At 03:42 PM 2/17/2010, Werner Donné wrote:
>Hi Greg,
>
>Generating ePub from either PDF or XSL-FO will never produce optimal
>results. It is true you could flow the text in them on an eReader. You can
>even create a layout that comes close using CSS. The problem, however, is
>that for a good eReader-experience you need structure and navigation
>information. The chapter headings, for example, can be used to generate
>the NCX navigation table in ePub, but how can you tell what is a chapter
>heading in PDF or XSL-FO?
>
>You also need semantic information to cut up a large document into parts,
>because otherwise the eReader will choke on it.
>
>If I understand it correctly you would like to recover the effort you put
>in producing the formatting in XSL-FO. You could transform XSL-FO to
>XHTML, ignoring unsupported constructs. Formatting properties can be
>translated to CSS-properties in a "style" attribute. Properties for which
>there is no equivalent in CSS are simply dropped. The result will be a
>document containing a lot of "div", "span", "table", "img" and "a"
>elements and not much more. In order to obtain a navigation structure you
>can place ID-attributes on the fo:block elements that correspond to the
>chapters or sections in the original document. Your chapter structure
>would be encoded in those IDs.
>
>Best regards,
>
>Werner.

Werner:

Thank you for that. It gives me further understanding and something to
work on.

Our documentation is presently in XML. It is loaded into a database (one
of my company's products) and stored as objects that know how to render
themselves in HTML. We use this capability to serve up documentation on
demand to browsers.

Each object also knows how to re-render itself in XML. To produce PDFs we
first get XML files of the top-level documents from the database (which
recursively renders the children). Then we pre-process them to add info
useful for printed material, but not so much for online access -- list of
tables, list of figures, legal boilerplate and so on. This we turn into
XSL-FO and give to XEP.

# Excerpts from point annotation data

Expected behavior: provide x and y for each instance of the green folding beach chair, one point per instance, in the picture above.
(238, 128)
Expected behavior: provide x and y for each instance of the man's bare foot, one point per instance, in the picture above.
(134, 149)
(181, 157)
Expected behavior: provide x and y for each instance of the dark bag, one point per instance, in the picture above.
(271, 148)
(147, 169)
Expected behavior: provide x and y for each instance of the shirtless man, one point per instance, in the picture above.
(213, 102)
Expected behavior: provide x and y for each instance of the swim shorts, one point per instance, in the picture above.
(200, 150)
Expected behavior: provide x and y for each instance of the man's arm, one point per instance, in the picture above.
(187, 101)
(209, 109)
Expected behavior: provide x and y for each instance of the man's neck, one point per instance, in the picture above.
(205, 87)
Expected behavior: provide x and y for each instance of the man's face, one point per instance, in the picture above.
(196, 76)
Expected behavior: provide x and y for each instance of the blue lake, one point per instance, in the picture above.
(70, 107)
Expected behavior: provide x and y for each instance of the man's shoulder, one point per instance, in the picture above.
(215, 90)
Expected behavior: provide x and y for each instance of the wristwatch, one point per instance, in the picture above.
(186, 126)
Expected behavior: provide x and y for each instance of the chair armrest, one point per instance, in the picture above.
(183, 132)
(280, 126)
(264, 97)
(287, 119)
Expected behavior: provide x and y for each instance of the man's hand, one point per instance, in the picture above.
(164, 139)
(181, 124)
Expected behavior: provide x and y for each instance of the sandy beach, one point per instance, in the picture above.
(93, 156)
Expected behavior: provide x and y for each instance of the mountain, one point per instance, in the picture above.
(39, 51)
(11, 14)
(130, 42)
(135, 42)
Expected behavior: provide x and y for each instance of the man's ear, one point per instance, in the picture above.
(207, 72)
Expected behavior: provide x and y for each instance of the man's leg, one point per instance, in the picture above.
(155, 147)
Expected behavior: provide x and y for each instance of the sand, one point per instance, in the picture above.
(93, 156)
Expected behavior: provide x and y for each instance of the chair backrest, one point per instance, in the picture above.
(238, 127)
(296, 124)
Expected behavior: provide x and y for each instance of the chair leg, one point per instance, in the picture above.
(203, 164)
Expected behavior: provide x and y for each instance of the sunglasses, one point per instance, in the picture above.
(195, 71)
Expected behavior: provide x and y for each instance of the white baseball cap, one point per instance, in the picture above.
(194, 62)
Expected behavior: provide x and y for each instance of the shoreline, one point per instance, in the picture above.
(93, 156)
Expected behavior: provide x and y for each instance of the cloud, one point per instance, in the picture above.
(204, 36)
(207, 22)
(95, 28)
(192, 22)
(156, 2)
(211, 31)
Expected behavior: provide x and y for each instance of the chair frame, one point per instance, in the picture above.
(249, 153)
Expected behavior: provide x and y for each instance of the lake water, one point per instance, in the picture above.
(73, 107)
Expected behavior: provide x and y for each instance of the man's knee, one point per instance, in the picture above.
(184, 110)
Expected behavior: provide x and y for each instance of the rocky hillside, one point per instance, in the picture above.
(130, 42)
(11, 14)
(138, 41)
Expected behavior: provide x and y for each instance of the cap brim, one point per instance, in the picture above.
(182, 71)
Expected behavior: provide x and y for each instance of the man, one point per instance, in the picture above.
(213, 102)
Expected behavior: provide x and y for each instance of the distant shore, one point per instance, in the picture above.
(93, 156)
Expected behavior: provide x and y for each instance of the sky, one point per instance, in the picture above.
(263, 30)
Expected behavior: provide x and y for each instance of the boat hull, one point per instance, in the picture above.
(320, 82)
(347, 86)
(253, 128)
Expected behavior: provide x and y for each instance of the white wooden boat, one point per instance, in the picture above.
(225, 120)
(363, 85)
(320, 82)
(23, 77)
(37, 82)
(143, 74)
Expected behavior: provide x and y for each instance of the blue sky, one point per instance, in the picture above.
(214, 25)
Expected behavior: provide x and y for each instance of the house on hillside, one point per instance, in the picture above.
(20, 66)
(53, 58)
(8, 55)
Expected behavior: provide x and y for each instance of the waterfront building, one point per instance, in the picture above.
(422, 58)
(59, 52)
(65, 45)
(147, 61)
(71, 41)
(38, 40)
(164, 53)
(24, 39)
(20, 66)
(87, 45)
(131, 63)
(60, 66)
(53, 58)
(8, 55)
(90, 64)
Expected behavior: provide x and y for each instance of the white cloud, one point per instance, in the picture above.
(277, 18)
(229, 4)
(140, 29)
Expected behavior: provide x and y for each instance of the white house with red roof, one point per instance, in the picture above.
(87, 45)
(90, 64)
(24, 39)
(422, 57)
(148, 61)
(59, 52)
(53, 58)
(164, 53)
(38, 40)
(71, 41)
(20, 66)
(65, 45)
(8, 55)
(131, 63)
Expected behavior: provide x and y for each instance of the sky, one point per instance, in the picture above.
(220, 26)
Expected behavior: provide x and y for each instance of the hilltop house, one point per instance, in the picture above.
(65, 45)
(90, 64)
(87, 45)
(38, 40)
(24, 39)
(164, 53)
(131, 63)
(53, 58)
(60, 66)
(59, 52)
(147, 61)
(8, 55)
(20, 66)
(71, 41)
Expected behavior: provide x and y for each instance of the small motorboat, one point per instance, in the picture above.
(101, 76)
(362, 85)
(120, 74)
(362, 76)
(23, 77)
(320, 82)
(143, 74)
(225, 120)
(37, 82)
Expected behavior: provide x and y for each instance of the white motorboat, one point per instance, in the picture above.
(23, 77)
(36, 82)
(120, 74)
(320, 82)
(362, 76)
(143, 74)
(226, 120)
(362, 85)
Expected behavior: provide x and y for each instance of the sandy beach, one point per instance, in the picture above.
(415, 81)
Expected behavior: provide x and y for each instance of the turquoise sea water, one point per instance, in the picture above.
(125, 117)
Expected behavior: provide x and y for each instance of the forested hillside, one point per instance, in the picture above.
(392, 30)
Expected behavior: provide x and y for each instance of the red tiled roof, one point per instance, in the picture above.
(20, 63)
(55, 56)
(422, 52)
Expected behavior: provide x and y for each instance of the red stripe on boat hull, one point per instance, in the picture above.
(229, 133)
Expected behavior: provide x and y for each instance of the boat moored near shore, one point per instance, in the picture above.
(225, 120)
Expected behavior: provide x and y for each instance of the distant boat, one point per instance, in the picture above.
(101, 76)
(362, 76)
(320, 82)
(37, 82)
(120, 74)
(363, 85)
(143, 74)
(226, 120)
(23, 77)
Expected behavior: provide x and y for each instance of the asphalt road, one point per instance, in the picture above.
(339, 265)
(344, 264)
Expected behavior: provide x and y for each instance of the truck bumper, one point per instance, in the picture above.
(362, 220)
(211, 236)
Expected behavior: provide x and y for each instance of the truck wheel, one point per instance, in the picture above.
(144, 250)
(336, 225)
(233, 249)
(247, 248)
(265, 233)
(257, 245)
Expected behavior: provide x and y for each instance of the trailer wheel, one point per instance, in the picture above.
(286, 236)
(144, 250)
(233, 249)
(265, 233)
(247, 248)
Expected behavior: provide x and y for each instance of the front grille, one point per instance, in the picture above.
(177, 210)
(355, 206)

# GIVEN PROBLEM
Answer these questions about the exchange on ePub conversion:
(a) What ePub feature can chapter headings be used to generate?
(b) Where can ID attributes be placed to obtain a navigation structure?
(c) To what is the XSL-FO given when PDFs are produced?

# RESPONSE TO THE EXERCISE
(a) The NCX navigation table.
(b) On the fo:block elements that correspond to the chapters or sections in the original document.
(c) XEP.